SELECTED PASSAGE:
==================================================
Rhode Island news
State, Medicaid accord seen near
01:00 AM EST on Tuesday, December 9, 2008
WARWICK –– Rhode Island could have a landmark deal in place with federal Medicaid officials by the end of the week.
That’s according to Governor Carcieri, who spoke out publicly yesterday alongside the head of the federal agency currently locked in negotiations with state leaders over an unprecedented agreement to transform Rhode Island’s health insurance system for the poor, elderly and disabled.
“I am very hopeful that we’ll have this thing resolved in the next week,” Carcieri said at an unrelated event at the Crowne Plaza Hotel yesterday, where he was joined by Kerry Weems, acting administrator of the Centers for Medicare and Medicaid Services.
It was the first time since negotiations began in August that the parties publicly discussed the “global Medicaid waiver” in detail.
The stakes are high.
Carcieri had been banking on the arrangement to save taxpayers $67 million this year, although he recently said that the delay has cut those prospective savings in half. If it is approved, Carcieri will have broad authority to change programs for the 180,000 Rhode Islanders on Medicaid. Few of the proposed changes have been discussed publicly.
But to get the flexibility, Rhode Island would agree to limit spending on Medicaid programs for the next five years. Critics fear that entitlement programs that currently guarantee things like nursing-home care and health insurance could be slashed if funds run out early. No other state has secured such a deal.
“While there is a lot of national concern about this, Medicaid is eating into state budgets very, very rapidly,” Weems said yesterday, standing next to Carcieri. “This is possibly a solution. We’re going to run the experiment. The states are the great laboratories of democracy.”
A handful of congressional Democrats have expressed concern in recent months.
“Medicaid provides a federal guarantee of health benefits for those in need,” U.S. Sen. Jay Rockefeller, of West Virginia, said in September. “And that guarantee cannot be negotiated away through secret pacts between the Bush administration and governors seeking to cut Medicaid.”
Weems, a Bush appointee and the top CMS official, acknowledged that changes in Washington would affect his agency.
==================================================
WHAT YOU SHOULD DO:
Continue the news article about Rhode Island's Medicaid negotiations, starting right after its last sentence.

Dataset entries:
==================================================
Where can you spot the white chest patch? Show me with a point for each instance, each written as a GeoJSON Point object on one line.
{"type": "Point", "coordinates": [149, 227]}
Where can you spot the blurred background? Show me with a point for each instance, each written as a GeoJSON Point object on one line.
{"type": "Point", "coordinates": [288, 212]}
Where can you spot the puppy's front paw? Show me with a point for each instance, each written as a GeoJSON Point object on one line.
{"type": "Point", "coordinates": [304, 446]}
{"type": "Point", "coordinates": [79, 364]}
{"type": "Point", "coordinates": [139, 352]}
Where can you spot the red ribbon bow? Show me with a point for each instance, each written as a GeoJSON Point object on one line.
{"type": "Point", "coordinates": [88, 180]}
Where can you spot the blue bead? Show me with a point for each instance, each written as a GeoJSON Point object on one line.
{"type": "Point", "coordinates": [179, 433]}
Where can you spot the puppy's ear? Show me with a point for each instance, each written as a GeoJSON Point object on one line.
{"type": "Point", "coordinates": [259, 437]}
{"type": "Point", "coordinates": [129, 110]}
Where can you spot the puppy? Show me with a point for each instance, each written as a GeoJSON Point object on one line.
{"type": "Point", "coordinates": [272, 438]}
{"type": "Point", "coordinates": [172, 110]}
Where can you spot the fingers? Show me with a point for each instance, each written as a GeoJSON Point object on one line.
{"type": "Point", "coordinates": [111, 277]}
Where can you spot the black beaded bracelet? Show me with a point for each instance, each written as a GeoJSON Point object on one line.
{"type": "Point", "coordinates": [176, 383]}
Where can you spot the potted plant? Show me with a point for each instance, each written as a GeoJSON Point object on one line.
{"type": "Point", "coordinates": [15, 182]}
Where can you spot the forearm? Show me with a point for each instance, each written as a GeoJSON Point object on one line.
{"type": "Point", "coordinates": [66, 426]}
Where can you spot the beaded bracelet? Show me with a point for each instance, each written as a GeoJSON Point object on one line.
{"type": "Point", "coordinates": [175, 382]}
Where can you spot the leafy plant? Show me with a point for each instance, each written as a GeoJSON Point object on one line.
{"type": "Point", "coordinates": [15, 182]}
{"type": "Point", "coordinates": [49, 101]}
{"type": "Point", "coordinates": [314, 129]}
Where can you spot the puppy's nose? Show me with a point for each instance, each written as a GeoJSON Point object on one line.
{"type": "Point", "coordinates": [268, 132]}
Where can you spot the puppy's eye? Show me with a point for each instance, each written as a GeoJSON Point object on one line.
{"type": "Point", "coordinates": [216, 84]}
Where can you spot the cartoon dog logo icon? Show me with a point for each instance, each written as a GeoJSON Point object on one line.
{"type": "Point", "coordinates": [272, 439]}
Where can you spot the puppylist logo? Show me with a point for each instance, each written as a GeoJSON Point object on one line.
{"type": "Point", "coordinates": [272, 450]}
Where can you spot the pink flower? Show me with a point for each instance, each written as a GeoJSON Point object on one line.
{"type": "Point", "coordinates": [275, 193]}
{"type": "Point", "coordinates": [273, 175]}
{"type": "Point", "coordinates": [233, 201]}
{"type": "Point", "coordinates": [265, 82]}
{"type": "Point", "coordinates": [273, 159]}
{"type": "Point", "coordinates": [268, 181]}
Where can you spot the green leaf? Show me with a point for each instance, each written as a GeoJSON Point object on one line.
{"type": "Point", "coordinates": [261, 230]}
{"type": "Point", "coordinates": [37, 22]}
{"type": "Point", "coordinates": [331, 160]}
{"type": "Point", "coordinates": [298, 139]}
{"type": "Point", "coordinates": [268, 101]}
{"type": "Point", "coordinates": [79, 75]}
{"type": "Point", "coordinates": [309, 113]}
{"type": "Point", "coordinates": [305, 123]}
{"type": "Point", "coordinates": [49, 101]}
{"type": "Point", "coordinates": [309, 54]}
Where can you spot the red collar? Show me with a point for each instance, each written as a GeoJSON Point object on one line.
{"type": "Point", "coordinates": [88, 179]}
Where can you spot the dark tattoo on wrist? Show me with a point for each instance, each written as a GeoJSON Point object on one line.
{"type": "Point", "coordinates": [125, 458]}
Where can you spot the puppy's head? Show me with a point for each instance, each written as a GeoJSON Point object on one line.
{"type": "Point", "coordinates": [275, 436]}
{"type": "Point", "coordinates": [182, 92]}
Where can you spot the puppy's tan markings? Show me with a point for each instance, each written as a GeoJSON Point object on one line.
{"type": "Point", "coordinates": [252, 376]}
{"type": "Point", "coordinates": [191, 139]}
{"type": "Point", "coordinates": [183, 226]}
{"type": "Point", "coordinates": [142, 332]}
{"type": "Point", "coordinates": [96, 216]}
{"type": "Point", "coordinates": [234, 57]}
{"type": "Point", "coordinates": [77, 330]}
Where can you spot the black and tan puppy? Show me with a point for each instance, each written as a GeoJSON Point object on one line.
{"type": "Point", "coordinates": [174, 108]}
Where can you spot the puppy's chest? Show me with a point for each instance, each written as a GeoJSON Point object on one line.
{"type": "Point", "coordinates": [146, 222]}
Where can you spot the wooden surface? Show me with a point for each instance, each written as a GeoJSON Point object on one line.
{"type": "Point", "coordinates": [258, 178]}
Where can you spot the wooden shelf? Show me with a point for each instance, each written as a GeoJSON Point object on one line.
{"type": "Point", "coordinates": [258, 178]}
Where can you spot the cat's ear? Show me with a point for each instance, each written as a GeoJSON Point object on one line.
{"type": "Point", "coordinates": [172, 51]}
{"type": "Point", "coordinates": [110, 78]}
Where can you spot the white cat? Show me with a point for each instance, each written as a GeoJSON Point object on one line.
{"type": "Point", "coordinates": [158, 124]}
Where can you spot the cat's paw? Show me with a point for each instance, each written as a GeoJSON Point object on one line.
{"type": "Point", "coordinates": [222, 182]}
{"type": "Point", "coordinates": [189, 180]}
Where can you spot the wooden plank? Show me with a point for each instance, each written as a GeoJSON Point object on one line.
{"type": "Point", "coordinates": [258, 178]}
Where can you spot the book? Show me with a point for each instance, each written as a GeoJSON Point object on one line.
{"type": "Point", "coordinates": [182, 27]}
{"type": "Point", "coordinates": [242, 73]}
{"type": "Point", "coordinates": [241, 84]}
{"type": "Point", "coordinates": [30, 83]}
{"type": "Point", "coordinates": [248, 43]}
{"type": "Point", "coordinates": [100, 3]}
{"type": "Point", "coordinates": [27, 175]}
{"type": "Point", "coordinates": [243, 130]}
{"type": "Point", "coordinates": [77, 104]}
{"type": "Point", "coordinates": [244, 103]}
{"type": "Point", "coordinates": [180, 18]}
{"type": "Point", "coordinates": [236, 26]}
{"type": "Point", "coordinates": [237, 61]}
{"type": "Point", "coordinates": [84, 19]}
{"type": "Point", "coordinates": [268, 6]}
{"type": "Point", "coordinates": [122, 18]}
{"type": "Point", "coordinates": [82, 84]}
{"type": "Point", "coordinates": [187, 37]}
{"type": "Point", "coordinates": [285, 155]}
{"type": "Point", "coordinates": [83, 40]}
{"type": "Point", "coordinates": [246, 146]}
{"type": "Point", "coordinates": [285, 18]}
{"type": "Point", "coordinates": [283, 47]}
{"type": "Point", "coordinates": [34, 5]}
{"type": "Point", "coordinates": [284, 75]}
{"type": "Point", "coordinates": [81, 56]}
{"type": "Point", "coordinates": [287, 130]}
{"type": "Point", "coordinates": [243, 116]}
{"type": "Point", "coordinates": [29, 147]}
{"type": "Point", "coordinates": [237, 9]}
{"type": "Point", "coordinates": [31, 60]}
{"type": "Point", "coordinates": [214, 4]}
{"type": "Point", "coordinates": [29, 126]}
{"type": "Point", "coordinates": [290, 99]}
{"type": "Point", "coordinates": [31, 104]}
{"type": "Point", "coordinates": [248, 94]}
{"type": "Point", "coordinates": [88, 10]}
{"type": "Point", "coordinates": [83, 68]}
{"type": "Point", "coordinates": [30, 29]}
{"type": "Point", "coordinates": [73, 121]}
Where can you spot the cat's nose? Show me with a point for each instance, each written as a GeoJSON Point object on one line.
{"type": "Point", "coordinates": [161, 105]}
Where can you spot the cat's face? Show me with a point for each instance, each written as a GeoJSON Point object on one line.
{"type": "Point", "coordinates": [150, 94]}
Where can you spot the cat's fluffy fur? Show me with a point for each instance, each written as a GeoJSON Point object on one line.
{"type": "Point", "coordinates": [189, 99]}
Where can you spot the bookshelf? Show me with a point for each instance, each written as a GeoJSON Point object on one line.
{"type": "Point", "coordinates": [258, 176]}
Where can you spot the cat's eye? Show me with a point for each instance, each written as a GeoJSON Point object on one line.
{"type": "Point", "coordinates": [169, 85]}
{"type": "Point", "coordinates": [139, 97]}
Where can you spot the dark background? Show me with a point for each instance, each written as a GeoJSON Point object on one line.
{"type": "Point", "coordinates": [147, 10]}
==================================================
ANSWER SPACE:
“I will end my federal career with this administration,” he said, adding that he expected to have a deal with Rhode Island finalized before President-elect Barack Obama takes office on Jan. 20.
“We’re very close. We need to get through the details,” Weems said. “In my experience after 26 years in government, you start working through the details and sometimes it goes real smooth and sometimes you hit show-stoppers. … So I’m not going to speculate on a time frame.”
Carcieri confirmed that the parties had already agreed on a specific spending limit over the five-year agreement, but neither offered further details. Some of the changes, the governor said, would be “dramatic.”
The governor said negotiators are sorting potential Medicaid changes into three categories: those the state could adopt with no federal oversight, those that would require expedited federal approval and “dramatic kinds of changes” that would require more protracted discussions with CMS.
“It’s the details of what are in each of those categories that we’re really trying to work our way through,” Carcieri said.
Even if Rhode Island secures a deal in the near future, there’s no guarantee that it will go through.
Current law gives Rhode Island’s General Assembly 30 days to veto any tentative agreement that is reached.
“They could vote to reject it,” said Thomas Slater, a member of the House Finance Committee, which would probably convene a hearing once the governor has a signed deal. “It depends on what’s in it. We’re not accepting this administration’s word on anything.”